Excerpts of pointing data
** begin **
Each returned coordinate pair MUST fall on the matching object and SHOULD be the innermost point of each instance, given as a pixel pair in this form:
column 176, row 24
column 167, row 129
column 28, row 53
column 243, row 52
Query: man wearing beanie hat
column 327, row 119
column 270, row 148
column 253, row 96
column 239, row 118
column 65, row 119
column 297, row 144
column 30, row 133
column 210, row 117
** end **
Exercise requirements —
Write out all of these lines again, putting "knit cap" wherever "beanie hat" appears and leaving everything else unchanged.

Result for this task —
Each returned coordinate pair MUST fall on the matching object and SHOULD be the innermost point of each instance, given as a pixel pair in this form:
column 176, row 24
column 167, row 129
column 28, row 53
column 243, row 52
Query: man wearing knit cap
column 327, row 119
column 270, row 148
column 253, row 96
column 239, row 118
column 65, row 119
column 297, row 144
column 30, row 133
column 210, row 117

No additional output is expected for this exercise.